▶ [REQUIRED WORK]
1. In the essay on de Tocqueville and the tyranny of the majority, how many combined civil and criminal jury trials took place in U.S. federal courts in 2023?
2. Extend the essay on de Tocqueville and the tyranny of the majority, starting right after its final sentence.

▶ [PAGE EXTRACT]

John Stuart Mill and Alexis de Tocqueville are in agreement that the “tyranny of the majority” poses the greatest danger of all to individual liberty, but what is to be done? We already saw Mill’s proposed remedy (the harm principle) and why this antidote is a toothless tiger (the majority itself gets to define what constitutes a harm), but what is de Tocqueville’s solution to the law-liberty dilemma? As it happens, de Tocqueville identifies three specific features of North American society that are supposed to “mitigate” or tame the tyranny of the majority: juries, the legal profession, and the small scale and limited powers of the central government. [1] Alas, for the reasons below, none of these three bygone checks on majority rule are relevant to our political world today:

1. Feature #1: Juries. Let’s start with juries. De Tocqueville extols juries as “a gratuitous public school, ever open, in which every juror learns his rights … and becomes practically acquainted with the laws ….” [2] But as my colleague and friend Marc Galanter has shown, fewer and fewer cases — State and federal, civil and criminal – now go to trial. [3] The number of jury trials in U.S. federal courts, for example, reached a peak in 1985, with a total of 12,529 civil and criminal trials. Since then, we have seen a dramatic decline in the number of jury trials: in 2023 there were a combined total of 2,912 civil and criminal jury trials. [4] Simply put, most cases get settled out of court. As a result, not only has public participation in law cases via juries declined; legal decisions have also become increasingly private, negotiated out of court, and thus invisible to the public.

2. Feature #2: Lawyers. What about the legal profession? According to de Tocqueville, lawyers are a kind of intellectual “aristocracy” who act as a check or “counterpoise” on the tyranny of the majority. [5] How? Because lawyers, by training, are cautious and conservative by nature — conservative not in a political sense but in terms of their “taste for formalities”, their respect for binding precedent, and above all their emphasis on process. [6] Members of the legal profession are thus a stabilizing force that conspire to maintain order: “they constantly endeavor to turn [the institutions of democracy] away from its real direction ….” [7]

Whether or not this idealized picture of the legal profession was true when de Tocqueville was writing Democracy in America, it is certainly not accurate today. According to a 2023 Gallup poll, for example, only 23% of the public view lawyers in a positive light, and fewer still (about 16%) of those surveyed rated their honesty as “high” or “very high”. [8] Either way, regardless how the legal profession is perceived by the public, one could argue that lawyers as a whole have done just as much to promote the tyranny of the majority as they have done to retard it. After all, it is perhaps no coincidence that so many lobbyists are lawyers1

In theory, lobbying allows any interest to be heard; in practice, however, lawyer-lobbyists tend to defend concentrated interests (i.e. factions) that already have clout: large corporations, trade associations, and labor unions. These factions hire lawyer-lobbyists not only to extract rents from government agencies (e.g. subsidies, tax breaks, or regulations that hinder competition) but also to justify their rent-seeking schemes to the broader public through slick ad campaigns and strategic political donations. So, instead of checking majority rule, lawyer-lobbyists often amplify it.

▶ [DATASET ENTRIES]
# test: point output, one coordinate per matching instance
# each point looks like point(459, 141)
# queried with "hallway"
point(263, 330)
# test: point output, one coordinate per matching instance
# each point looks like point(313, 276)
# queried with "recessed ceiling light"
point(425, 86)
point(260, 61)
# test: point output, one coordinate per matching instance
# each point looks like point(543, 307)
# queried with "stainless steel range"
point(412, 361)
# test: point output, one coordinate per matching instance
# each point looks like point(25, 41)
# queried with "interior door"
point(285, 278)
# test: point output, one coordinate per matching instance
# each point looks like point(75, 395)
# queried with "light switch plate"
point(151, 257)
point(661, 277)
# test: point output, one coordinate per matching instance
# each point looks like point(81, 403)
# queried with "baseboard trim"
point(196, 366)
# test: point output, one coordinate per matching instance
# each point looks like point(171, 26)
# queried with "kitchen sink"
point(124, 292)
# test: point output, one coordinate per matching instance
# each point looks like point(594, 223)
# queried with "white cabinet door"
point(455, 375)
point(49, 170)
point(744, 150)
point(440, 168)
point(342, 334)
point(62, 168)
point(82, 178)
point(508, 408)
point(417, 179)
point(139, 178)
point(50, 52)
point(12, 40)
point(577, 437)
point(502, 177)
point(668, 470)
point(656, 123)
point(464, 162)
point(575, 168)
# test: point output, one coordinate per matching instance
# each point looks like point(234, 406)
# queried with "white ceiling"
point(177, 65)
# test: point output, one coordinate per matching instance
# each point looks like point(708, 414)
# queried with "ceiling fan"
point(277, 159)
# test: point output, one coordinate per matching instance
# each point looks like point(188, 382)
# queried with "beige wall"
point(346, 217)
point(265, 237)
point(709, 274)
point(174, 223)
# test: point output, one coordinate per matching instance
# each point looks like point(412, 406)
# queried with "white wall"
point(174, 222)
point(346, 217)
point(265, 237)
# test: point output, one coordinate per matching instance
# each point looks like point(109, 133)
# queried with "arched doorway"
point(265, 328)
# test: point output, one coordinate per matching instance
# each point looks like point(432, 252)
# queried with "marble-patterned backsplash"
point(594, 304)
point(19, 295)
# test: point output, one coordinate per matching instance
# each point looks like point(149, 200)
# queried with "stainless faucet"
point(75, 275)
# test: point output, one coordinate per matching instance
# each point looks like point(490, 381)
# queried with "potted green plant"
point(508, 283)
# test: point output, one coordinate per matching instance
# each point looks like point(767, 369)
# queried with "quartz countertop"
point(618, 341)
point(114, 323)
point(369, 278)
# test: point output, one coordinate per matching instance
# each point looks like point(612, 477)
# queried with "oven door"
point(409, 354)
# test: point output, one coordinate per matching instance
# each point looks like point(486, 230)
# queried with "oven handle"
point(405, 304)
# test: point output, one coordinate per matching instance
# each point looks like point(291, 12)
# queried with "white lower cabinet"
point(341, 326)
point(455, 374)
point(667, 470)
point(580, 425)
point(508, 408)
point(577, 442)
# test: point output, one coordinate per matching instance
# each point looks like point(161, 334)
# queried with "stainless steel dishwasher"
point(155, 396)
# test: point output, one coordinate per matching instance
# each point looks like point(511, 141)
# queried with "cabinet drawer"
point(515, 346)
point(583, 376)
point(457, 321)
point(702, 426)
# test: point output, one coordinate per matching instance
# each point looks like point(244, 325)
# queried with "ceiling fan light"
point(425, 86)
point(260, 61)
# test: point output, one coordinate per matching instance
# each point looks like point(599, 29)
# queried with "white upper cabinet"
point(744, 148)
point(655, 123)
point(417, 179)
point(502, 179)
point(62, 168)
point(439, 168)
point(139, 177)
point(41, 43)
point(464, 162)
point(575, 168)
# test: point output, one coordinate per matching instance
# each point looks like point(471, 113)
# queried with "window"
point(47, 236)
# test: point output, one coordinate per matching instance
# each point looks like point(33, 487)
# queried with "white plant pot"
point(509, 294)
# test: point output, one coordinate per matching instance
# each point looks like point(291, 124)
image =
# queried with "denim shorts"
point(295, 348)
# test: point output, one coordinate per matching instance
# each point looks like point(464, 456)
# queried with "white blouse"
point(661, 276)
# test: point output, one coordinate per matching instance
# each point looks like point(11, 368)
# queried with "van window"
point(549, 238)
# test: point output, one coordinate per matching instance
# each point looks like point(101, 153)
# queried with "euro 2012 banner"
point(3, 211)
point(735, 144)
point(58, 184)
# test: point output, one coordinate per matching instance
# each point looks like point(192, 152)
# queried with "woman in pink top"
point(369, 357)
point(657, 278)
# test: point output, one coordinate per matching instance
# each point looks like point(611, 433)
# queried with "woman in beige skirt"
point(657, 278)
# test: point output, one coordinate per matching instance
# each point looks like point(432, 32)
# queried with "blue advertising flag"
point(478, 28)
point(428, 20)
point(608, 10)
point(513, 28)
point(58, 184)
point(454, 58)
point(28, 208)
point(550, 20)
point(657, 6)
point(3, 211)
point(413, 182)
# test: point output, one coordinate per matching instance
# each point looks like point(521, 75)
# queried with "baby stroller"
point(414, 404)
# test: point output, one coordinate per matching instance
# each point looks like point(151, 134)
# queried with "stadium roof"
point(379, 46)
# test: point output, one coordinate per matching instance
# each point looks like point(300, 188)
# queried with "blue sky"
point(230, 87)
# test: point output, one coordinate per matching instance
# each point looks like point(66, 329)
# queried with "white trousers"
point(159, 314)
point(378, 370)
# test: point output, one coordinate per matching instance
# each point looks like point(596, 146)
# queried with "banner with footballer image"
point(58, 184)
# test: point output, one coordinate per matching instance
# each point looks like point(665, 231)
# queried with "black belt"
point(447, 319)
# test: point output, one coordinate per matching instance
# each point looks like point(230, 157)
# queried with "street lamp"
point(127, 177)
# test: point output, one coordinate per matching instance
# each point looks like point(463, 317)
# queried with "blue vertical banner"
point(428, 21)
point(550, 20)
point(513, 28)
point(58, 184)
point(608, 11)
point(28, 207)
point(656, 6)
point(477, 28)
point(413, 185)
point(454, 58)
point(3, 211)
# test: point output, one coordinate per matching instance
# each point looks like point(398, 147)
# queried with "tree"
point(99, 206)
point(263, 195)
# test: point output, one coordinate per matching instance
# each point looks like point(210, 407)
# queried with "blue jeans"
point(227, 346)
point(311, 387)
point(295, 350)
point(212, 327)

▶ [RESPONSES IN ORDER]
1. 2,912

2.
3. Feature #3: Limited Power. Last but not least, de Tocqueville describes a third feature of North American democracy that works to tame the tyranny of the majority, namely the “absence of centralized administration”:

In the American republics, the central Government has never as yet busied itself but with a small number of objects, sufficiently prominent to attract its attention. The secondary affairs of society have never been regulated by its authority, and nothing has hitherto betrayed its desire of even interfering in them. [9]

Hah! Although it is true that our federal government was supposed to have only limited and enumerated powers, [10] it has since grown into such a large behemoth of monstrous proportions that Hobbes’s despotic “Leviathan” pales in comparison! Our current federal regime is not only massive by any measure (the total amount of federal spending represents almost 25% of the U.S.’s total economic output [11]); the Feds now have the almost unlimited power to regulate every nook and cranny of the economy. Indeed, federal law has become so complex and massive no one knows for certain how many federal criminal laws there are! [12]

Are we therefore doomed? Is the tyranny of the majority destined to enslave us? What if, however, the “tyranny of the majority” is a total misnomer? What if, instead of being a force of oppression, majority rule were the true source of freedom? We will explore this counter-intuitive Rousseaian possibility when I resume my series on the paradox of politics next week. (To be continued …)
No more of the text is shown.